Things to do:
a – List every topic that the podcast episode description names as part of the conversation with Amanda Stern.
b – Continue the podcast episode description from its last sentence.

Provided text:
BEGIN

In this episode of the podcast, I’m talking with Amanda Stern, whose new memoir Little Panic: Dispatches from an Anxious Life has recently impacted me in a big way. I met Amanda at the Shift Your Thinking Conference in Toronto last fall, where she shared her story of growing up with an undiagnosed panic disorder, and it was so powerful. I knew instantly that I needed to share her story with my listeners. 

One of my core messages at Tilt Parenting is that our children aren’t broken or in need of fixing, and that our job is to become fluent in who they are and support them in being the best, most fulfilled version of themselves. Amanda is someone who always felt as a child that something about her was wrong or broken. And so much of her frustration was that people couldn’t see it. This is why it’s so important to me to share her story and insights. 

In our conversation, we do a deep dive into what it was like for Amanda living with a severe panic disorder with no ability to describe it or understand it, what it was like to revisit the panic attacks of her childhood in order to write the book, how she felt finally getting a diagnosis at the age of 25, and much more. This is such an important perspective to hear and I’m so grateful for Amanda’s generosity in this frank and vulnerable discussion. 


About Amanda: Amanda Stern is a fourth generation native of Manhattan; raised without an accent. Her work has appeared in the New York Times; the New York Times Magazine;  the New York Times Book Review; Filmmaker, The Believer, Salon, Blackbook, St. Ann’s Review, Post Road and others.

END

Input data:
BEGIN

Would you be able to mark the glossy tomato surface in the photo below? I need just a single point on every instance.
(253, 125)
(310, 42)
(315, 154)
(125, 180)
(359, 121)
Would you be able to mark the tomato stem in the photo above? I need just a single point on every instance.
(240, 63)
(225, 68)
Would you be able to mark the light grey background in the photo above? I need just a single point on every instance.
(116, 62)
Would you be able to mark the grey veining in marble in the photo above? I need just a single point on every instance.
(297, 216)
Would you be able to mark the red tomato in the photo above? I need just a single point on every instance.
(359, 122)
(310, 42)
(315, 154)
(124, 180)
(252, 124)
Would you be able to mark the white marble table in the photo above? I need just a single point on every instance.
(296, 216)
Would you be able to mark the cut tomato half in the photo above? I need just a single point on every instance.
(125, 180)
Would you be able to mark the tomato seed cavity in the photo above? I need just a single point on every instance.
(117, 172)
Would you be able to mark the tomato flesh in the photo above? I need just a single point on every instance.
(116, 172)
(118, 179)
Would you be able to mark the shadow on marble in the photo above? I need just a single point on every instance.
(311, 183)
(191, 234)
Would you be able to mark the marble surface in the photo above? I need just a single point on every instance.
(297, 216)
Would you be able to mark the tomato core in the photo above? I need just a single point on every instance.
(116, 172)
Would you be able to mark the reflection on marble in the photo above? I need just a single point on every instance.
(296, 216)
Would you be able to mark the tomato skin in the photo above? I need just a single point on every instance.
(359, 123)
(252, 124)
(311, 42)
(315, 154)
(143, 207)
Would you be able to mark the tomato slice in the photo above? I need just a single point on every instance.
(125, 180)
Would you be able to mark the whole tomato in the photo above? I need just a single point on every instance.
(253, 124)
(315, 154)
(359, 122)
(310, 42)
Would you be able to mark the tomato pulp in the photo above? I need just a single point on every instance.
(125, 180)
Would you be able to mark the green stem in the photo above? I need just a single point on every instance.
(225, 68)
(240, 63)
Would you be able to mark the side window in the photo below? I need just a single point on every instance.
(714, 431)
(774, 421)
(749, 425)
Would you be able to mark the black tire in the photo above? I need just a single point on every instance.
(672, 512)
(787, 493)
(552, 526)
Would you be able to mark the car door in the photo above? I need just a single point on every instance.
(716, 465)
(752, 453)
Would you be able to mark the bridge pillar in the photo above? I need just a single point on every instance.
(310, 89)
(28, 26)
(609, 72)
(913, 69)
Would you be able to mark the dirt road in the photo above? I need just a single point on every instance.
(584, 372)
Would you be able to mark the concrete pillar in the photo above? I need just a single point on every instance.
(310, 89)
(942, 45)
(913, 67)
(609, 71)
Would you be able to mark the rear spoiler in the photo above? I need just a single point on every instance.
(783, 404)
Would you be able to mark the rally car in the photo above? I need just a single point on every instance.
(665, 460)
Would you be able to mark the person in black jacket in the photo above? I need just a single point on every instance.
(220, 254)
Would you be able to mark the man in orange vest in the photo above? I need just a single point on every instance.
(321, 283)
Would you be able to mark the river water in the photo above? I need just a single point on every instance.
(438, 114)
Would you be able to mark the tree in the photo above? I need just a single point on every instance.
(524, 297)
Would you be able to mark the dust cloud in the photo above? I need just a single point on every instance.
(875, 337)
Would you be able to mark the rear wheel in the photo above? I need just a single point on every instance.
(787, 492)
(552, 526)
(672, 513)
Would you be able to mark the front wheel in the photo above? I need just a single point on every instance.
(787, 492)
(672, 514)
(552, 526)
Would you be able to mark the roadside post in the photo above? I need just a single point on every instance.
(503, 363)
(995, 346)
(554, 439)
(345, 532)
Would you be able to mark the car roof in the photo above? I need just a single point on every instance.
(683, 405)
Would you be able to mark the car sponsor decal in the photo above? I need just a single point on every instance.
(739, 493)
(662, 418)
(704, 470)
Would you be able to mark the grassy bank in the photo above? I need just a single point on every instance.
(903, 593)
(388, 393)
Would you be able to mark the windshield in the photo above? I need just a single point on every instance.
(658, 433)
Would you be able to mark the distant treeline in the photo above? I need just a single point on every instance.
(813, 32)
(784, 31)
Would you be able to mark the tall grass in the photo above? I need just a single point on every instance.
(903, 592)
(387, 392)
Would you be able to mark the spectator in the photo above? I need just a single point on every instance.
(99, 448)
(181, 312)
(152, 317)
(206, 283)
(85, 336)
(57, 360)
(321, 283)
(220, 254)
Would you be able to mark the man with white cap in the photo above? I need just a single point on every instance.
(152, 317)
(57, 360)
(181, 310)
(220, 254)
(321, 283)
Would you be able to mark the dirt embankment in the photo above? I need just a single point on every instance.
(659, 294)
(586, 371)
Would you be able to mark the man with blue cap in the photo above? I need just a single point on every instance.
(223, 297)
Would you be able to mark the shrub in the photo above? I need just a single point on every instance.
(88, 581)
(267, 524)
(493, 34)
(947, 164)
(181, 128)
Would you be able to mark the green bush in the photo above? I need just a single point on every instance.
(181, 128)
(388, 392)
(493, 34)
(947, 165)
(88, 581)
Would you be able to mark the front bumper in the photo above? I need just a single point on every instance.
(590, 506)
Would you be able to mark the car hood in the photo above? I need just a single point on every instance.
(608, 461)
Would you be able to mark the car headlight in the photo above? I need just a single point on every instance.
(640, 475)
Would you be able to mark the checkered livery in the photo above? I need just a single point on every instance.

END

Responses to the tasks:
a –
- What it was like for Amanda to live with a severe panic disorder without being able to describe or understand it
- What it was like to revisit the panic attacks of her childhood in order to write the book
- How she felt when she finally got a diagnosis at age 25

b –
She launched The Happy Ending Music and Reading Series as an antidote to her anxiety. The series, designed around public risks, became a critical success, and its inventive model paved the way for the proliferation of music and reading series created in its wake. Happy Ending had permanent homes at Joe’s Pub in NYC and Symphony Space. By the time the series ended officially in June 2018, Amanda had produced over 250 shows and welcomed 700 creative artists, from Nelly Reifler to Colson Whitehead. Stern hosts, talks, moderates, and curates for those who pay her. Some of these people and places are the National Book Awards ceremony, “5 Under 35;”  the BBC; Soundcheck; the MacDowell Colony; Brooklyn Public Library’s Gala with Paul Auster and at Powerhouse Arena. 

She’s published thirteen books, nine for children (the Frankly, Frannie, series for Penguin under the name, A.J. Stern), two for young adults (You’re So Not Invited to My Bat Mitzvah and its sequel, under the name, Fiona Rosenbloom), and one novel of literary fiction, The Long Haul, under her real name. Her most recent book is a memoir called Little Panic, which came out on June 19, 2018 from Grand Central. She’s held several fellowships at both The MacDowell Colony (once as the Philip Morris Company Fellow) and at Yaddo. In 2012 she was a NYFA fiction fellow, and she was a Barnes and Noble Discover Pick in 2018 for her memoir, Little Panic. Because she is a writer, she is legally obligated to live in Brooklyn.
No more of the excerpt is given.